EXERCISE GOAL:
Please copy every one of the rows below word for word, leaving nothing out.

AVAILABLE DATA:
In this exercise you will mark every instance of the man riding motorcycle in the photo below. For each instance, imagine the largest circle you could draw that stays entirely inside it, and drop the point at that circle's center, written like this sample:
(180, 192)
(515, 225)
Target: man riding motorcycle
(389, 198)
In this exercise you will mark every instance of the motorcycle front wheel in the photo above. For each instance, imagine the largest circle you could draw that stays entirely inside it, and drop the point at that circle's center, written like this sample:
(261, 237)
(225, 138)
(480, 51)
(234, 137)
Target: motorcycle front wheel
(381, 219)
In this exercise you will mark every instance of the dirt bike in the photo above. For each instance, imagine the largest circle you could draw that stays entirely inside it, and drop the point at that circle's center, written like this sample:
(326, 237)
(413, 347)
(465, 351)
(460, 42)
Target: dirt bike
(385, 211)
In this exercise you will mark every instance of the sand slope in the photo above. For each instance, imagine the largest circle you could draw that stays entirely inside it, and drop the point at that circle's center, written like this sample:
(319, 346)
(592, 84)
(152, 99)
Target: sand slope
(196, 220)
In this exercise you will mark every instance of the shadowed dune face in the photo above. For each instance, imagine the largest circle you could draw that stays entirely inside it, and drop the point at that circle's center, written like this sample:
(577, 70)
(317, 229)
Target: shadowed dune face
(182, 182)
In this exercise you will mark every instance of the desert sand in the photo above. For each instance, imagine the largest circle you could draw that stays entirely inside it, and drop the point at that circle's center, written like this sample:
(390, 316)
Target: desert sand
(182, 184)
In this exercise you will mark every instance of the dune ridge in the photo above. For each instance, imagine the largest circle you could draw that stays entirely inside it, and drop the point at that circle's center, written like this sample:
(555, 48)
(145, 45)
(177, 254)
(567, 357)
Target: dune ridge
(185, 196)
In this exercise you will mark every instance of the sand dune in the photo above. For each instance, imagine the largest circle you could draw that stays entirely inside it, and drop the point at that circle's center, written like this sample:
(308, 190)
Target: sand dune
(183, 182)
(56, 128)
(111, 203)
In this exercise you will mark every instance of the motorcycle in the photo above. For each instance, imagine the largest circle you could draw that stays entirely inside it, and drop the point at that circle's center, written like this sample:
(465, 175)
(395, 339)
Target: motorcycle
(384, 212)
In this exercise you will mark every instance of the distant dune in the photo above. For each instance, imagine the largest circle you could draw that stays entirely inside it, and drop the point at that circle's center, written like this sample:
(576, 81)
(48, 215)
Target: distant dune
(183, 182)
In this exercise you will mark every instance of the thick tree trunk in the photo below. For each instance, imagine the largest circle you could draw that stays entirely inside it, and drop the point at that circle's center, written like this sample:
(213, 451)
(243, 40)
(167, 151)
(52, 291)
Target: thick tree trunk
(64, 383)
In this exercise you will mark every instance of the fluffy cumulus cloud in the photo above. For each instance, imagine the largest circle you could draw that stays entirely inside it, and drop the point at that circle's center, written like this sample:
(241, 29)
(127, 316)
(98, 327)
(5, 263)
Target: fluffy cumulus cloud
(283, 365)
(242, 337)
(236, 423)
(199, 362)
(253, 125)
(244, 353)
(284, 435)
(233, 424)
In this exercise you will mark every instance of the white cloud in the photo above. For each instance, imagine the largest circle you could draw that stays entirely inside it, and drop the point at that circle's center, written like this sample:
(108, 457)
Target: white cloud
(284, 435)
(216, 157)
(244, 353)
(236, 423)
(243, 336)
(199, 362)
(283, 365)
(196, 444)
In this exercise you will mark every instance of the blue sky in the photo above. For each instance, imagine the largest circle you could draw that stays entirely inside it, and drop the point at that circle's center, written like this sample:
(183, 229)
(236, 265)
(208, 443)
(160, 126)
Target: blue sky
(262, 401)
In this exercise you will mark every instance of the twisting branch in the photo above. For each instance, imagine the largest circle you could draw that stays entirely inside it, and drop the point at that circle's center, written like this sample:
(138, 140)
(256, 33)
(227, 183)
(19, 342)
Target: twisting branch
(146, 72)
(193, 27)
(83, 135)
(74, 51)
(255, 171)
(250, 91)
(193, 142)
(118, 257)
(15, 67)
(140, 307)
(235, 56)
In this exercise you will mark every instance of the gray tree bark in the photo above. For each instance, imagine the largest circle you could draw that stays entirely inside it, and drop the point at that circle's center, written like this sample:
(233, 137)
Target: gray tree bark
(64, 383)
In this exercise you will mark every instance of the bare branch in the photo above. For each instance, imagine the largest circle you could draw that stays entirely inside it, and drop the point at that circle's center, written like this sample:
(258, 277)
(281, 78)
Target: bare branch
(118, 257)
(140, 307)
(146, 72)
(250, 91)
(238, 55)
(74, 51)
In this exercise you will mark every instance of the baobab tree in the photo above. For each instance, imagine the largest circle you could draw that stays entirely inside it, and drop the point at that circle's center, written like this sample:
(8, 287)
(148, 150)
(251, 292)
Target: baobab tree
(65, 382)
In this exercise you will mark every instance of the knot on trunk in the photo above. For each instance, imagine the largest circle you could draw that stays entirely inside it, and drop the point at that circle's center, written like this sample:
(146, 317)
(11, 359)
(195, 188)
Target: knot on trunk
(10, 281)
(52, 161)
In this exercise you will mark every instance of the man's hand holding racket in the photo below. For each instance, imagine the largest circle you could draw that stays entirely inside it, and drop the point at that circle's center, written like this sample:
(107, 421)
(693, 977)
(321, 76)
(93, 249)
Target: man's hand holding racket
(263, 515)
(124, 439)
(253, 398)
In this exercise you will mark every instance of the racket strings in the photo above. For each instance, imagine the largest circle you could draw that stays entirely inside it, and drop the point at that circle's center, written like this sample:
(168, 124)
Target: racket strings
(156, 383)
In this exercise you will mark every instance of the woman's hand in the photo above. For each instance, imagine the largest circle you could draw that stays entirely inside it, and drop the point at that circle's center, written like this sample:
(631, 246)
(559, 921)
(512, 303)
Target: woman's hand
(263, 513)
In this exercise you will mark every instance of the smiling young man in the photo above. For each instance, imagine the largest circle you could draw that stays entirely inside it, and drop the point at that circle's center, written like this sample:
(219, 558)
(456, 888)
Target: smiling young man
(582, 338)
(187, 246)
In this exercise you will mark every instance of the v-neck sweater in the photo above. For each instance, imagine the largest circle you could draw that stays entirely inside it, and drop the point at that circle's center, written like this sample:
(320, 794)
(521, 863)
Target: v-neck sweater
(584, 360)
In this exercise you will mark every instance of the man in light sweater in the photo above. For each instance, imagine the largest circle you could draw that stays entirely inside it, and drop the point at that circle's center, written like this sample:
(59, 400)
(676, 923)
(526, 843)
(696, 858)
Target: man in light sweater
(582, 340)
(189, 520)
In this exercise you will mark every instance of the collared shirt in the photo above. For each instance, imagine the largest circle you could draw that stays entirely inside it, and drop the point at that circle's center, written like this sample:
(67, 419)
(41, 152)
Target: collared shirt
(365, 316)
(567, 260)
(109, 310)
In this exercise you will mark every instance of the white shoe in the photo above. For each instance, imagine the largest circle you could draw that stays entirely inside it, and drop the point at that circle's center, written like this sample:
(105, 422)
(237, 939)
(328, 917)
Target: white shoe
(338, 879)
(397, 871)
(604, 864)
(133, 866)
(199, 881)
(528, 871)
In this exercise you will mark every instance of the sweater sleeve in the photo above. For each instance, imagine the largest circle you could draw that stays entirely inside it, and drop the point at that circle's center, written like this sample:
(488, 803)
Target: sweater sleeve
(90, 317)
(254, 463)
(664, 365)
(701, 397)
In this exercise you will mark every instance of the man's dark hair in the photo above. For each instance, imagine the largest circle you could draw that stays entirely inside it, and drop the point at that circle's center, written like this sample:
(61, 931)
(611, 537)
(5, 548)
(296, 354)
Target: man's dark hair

TASK RESULT:
In this exercise you will mark every instance of the man riding motorcycle in the photo below. For each instance, imagine the largest circle you could draw that stays entirely inside it, and drop the point at that circle's center, written like this sample:
(180, 192)
(515, 225)
Target: man riding motorcycle
(389, 198)
In this exercise you will mark every instance of the motorcycle front wheel in the photo above. For each instance, imagine the largest circle you could draw that stays entirely inside it, and drop the point at that circle's center, written like this sample:
(261, 237)
(225, 138)
(480, 51)
(234, 137)
Target: motorcycle front wheel
(381, 219)
In this exercise you will mark every instance of the dirt bike in the photo above. For each instance, imagine the largest circle you could draw that stays entirely inside it, and drop the point at that circle's center, written like this sample:
(326, 237)
(413, 347)
(465, 351)
(460, 42)
Target: dirt bike
(385, 211)
In this exercise you will mark every instance of the sand slope in the photo above. For each instance, imagine the largest circle you could draw that stays entirely inside it, and drop the point at that circle's center, written like this sample:
(319, 346)
(592, 84)
(152, 99)
Target: sand slope
(196, 220)
In this exercise you will mark every instance of the shadowed dune face in the photo above. For each instance, imagine the largest circle you could draw that stays entirely inside it, and drop the point at that circle's center, written like this sample:
(577, 70)
(317, 229)
Target: shadowed dune face
(182, 182)
In this exercise you will mark every instance of the desert sand in the photo above. For each instance, imagine the largest circle you could draw that stays entirely inside it, and drop the point at that circle's center, written like this sample:
(390, 316)
Target: desert sand
(182, 184)
In this exercise you will mark every instance of the dune ridge in the photo above. For each instance, imagine the largest circle you could draw that stays entirely inside it, and drop the point at that circle's center, written like this sample:
(555, 48)
(145, 45)
(177, 254)
(567, 357)
Target: dune ridge
(185, 196)
In this exercise you will mark every instance of the sand dune in the photo above. For each instance, imagine the largest circle you could draw that stays entirely inside it, and drop the point at that circle's center, written like this sample:
(308, 190)
Target: sand dune
(183, 182)
(56, 128)
(111, 203)
In this exercise you will mark every instance of the motorcycle in the photo above. For each instance, imagine the largest circle you could draw that stays entirely inside it, and drop the point at that circle's center, written like this sample:
(465, 175)
(395, 339)
Target: motorcycle
(384, 212)
In this exercise you will mark every instance of the distant dune in the photo above. For each instance, imagine the largest circle you could draw that stays entirely inside it, and drop the point at that circle's center, written like this sample:
(576, 81)
(48, 215)
Target: distant dune
(183, 182)
In this exercise you will mark every instance of the thick tree trunk in the photo below. For each instance, imagine the largest circle you could draw that stays entirely inside it, and drop the point at that circle's center, written like this sample:
(213, 451)
(243, 40)
(167, 151)
(52, 291)
Target: thick tree trunk
(64, 383)
In this exercise you will mark every instance of the fluffy cumulus cloud in the photo above. For each instance, imagine the largest circle you could draw that stays entirely inside it, and drop the point at that circle's center, written like this sample:
(241, 29)
(127, 316)
(98, 327)
(5, 263)
Target: fluffy cumulus cloud
(283, 365)
(242, 337)
(236, 423)
(199, 362)
(253, 125)
(244, 353)
(284, 435)
(233, 424)
In this exercise you will mark every instance of the white cloud in the photo above. For each instance, imagine the largest circle you could draw that stays entirely inside it, and drop the point at that circle's center, written like this sample:
(108, 457)
Target: white cloud
(284, 435)
(216, 157)
(244, 353)
(236, 423)
(243, 336)
(199, 362)
(283, 365)
(196, 444)
In this exercise you will mark every instance of the blue sky in the photo above. For each instance, imagine the largest circle you could draw that stays entirely inside it, and drop the point at that circle's center, written like this sample:
(183, 229)
(236, 265)
(208, 443)
(160, 126)
Target: blue sky
(262, 401)
In this exercise you will mark every instance of the twisting branch in the photo above. For each instance, imagine the largest circle you could draw that stays entirely inside it, and drop the point at that circle's center, written like this sample:
(138, 140)
(256, 33)
(227, 183)
(19, 342)
Target: twisting branch
(146, 72)
(193, 27)
(83, 135)
(74, 51)
(255, 171)
(250, 91)
(193, 142)
(118, 257)
(15, 67)
(140, 307)
(235, 56)
In this exercise you will mark every instance of the gray tree bark in the photo above. For each instance, imagine the largest circle you could draw that stays entirely inside it, and drop the point at that circle's center, written like this sample:
(233, 137)
Target: gray tree bark
(64, 383)
In this exercise you will mark every instance of the bare branch in the photo above. For each instance, imagine the largest circle you could draw that stays entirely inside it, and drop the point at that circle's center, written like this sample:
(258, 277)
(281, 78)
Target: bare branch
(118, 257)
(140, 307)
(146, 72)
(250, 91)
(238, 55)
(74, 51)
In this exercise you will mark every instance of the baobab tree in the photo above. For each instance, imagine the largest circle you could draw that stays entirely inside it, and drop the point at that circle's center, written like this sample:
(8, 287)
(148, 150)
(251, 292)
Target: baobab tree
(65, 382)
In this exercise you will mark every instance of the knot on trunk in the photo above. For each instance, imagine the largest circle you could draw that stays entirely inside it, and drop the point at that circle's center, written like this sample:
(146, 317)
(11, 359)
(195, 188)
Target: knot on trunk
(10, 281)
(52, 161)
In this exercise you will mark every instance of the man's hand holding racket in the photo below. For each instance, imagine the largest circle you could draw that stays entirely inside it, and drop the point at that circle's center, written like this sample:
(107, 421)
(693, 977)
(321, 76)
(93, 249)
Target: man's hand holding racket
(263, 515)
(124, 439)
(253, 398)
In this exercise you will mark every instance of the racket strings in the photo above. For each instance, imagine the largest circle you could draw that stays entirely inside it, and drop the point at that circle's center, written like this sample:
(168, 124)
Target: racket strings
(156, 383)
In this exercise you will mark every instance of the woman's hand in the photo above. For each instance, imagine the largest circle you could draw that stays entirely inside it, and drop the point at that circle's center, written like this sample:
(631, 246)
(559, 921)
(512, 303)
Target: woman's hand
(263, 513)
In this exercise you will mark every instance of the smiling young man in the photo above. For each instance, imagine the largest circle you could draw that stays entirely inside it, and drop the point at that circle's center, written like this sample:
(219, 558)
(456, 888)
Target: smiling young man
(582, 338)
(187, 246)
In this exercise you will mark every instance of the v-neck sweater in the photo above. For each instance, imagine the largest circle you could draw that stays entirely inside it, and drop the point at that circle's center, written like this sample:
(320, 794)
(521, 863)
Target: v-neck sweater
(584, 360)
In this exercise you will mark every instance of the man in light sweater in the photo above. For each instance, imagine the largest circle you could draw that stays entirely inside it, and drop the point at that circle's center, written like this sample:
(59, 400)
(676, 923)
(526, 843)
(696, 858)
Target: man in light sweater
(582, 340)
(189, 520)
In this exercise you will mark every instance of the collared shirt in the photo above. For each instance, imagine the largest circle you could draw that stays entirely inside it, and drop the point at that circle's center, written like this sample:
(67, 419)
(41, 152)
Target: collared shirt
(365, 316)
(567, 260)
(109, 310)
In this exercise you will mark every instance of the white shoe in the photo above. For each instance, imagine the largest circle you could draw that stays entirely inside it, and drop the point at that circle's center, written like this sample:
(105, 422)
(237, 939)
(328, 917)
Target: white shoe
(338, 879)
(397, 871)
(604, 864)
(133, 866)
(199, 881)
(528, 871)
In this exercise you will mark every instance of the sweater sleeve in the photo above. For each instance, imagine the largest circle you could draw that stays entirely inside it, and drop the point at that circle's center, written like this sample:
(488, 803)
Target: sweater sleeve
(90, 317)
(254, 463)
(664, 365)
(701, 397)
In this exercise you will mark every instance of the man's dark hair in the photo above. For each instance, imagine the largest circle you could draw that stays entirely inside it, and drop the point at that circle's center, written like this sample:
(61, 931)
(611, 537)
(5, 548)
(296, 354)
Target: man's dark hair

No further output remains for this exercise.